Depuis des années, une partie du mouvement de solidarité pour la Palestine nous enfume avec la « reconnaissance de l’État de Palestine » et son corollaire : la « solution à deux États ». Cette reconnaissance était nécessaire : le projet sioniste, dès le départ, visait à reproduire ce que les États-Unis et l’Australie avaient réalisé avec leurs peuples autochtones : les enfermer, les massacrer, les expulser et en tout cas les rendre incapables de défendre leurs droits.
« Courageusement », la France est devenue le 150ème pays à reconnaître la Palestine et elle a été précédée par d’autres dans le monde occidental. L’effet positif, c’est que la perspective de la disparition de la Palestine avec le massacre et/ou l’expulsion de ce peuple vers d’autres pays s’éloigne. Les génocidaires israéliens avaient cette intention, mais c’était trop demander aux pays arabes vassalisés. Pour la Jordanie où les Palestiniens sont déjà majoritaires sans détenir le pouvoir, faire venir un million de nouveaux réfugiés, c’était faire éclater le pays. En Égypte, le dictateur Sissi a envisagé un moment l’installation de Gazaouis dans le Sinaï. Il avait fait évacuer la ville égyptienne de Rafah à cet effet. Mais les manifestations pour la Palestine au Caire et à Alexandrie, les premières depuis le coup d’État de 2013, l’ont vite dissuadé. Il fallait trouver autre chose.
Macron et Trump : deux visions complémentaires
En septembre 2024, l’Assemblée Générale de l’ONU avait voté à une large majorité une motion exigeant qu’Israël évacue les territoires occupés en 1967 sous peine de sanctions. Bien sûr Israël a accentué la colonisation et le ministre Bezalel Smotrich a expliqué (sans rire) que « le droit international ne s’applique pas aux Juifs puisqu’ils sont le peuple élu ». La politique israélienne, ça a toujours été un mélange de déni (« nous n’avons expulsé personne, les Arabes sont partis d’eux-mêmes »), de fait accompli et d’impunité.

CONSIGNE A: D'après le texte, pourquoi la Jordanie ne pouvait-elle pas accueillir la population palestinienne expulsée ? Répondez en une à trois phrases.

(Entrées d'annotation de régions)
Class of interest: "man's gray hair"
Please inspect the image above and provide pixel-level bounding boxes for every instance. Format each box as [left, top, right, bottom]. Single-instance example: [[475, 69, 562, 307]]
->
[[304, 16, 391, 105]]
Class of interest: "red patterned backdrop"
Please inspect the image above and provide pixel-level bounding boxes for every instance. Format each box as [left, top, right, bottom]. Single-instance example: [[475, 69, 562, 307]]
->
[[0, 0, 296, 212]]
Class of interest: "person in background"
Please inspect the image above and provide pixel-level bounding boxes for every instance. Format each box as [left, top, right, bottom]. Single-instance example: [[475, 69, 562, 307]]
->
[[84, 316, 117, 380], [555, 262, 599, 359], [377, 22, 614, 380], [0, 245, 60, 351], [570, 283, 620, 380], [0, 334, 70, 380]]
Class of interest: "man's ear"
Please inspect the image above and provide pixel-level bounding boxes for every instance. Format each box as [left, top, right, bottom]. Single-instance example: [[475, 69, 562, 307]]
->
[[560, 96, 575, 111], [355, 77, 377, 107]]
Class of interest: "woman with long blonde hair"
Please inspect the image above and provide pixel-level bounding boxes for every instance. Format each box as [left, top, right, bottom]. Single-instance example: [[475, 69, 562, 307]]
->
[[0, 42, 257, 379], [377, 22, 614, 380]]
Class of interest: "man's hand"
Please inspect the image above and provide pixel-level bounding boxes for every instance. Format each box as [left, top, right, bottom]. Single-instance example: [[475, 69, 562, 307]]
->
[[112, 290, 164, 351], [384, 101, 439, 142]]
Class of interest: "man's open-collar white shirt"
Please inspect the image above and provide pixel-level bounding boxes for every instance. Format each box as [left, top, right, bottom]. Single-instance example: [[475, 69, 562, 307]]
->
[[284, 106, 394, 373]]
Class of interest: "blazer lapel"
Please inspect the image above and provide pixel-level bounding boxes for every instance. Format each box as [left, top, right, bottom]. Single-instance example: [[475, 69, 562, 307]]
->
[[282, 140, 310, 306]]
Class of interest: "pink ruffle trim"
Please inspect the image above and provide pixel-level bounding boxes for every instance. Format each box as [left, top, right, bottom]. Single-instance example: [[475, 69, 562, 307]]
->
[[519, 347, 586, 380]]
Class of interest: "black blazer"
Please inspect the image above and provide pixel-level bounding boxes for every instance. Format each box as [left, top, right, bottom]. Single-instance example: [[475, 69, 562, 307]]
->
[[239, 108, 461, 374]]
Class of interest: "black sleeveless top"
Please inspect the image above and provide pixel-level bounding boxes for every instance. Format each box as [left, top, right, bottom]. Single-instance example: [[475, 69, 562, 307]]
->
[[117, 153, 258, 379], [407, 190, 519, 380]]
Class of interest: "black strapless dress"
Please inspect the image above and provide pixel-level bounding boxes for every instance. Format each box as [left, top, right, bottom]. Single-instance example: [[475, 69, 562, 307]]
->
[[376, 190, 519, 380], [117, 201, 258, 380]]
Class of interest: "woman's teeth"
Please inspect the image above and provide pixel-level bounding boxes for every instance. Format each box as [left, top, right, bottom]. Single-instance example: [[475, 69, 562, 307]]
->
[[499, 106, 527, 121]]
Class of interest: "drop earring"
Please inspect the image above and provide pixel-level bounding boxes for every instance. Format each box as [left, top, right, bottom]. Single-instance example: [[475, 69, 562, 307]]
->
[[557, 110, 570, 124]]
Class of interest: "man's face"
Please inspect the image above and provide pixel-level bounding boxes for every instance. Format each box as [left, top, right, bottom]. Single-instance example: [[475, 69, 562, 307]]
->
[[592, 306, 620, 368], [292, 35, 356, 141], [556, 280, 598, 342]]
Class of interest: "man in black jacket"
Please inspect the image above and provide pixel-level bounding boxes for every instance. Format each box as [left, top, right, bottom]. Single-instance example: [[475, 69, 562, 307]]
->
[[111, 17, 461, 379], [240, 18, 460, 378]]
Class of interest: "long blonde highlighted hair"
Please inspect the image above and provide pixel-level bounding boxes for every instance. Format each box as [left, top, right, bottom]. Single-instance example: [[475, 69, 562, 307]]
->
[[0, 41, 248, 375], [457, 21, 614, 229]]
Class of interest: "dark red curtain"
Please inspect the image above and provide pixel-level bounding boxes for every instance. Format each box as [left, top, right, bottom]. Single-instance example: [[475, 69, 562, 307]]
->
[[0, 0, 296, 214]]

CONSIGNE B: Recopiez fidèlement les enregistrements depuis leur début jusqu'à la ligne contenant « [[304, 16, 391, 105]] », celle-ci comprise.

RÉSULTAT DE L'EXERCICE A: En Jordanie, les Palestiniens sont déjà majoritaires sans détenir le pouvoir. Y faire venir un million de nouveaux réfugiés, c'était faire éclater le pays.

RÉSULTAT DE L'EXERCICE B:
Class of interest: "man's gray hair"
Please inspect the image above and provide pixel-level bounding boxes for every instance. Format each box as [left, top, right, bottom]. Single-instance example: [[475, 69, 562, 307]]
->
[[304, 16, 391, 105]]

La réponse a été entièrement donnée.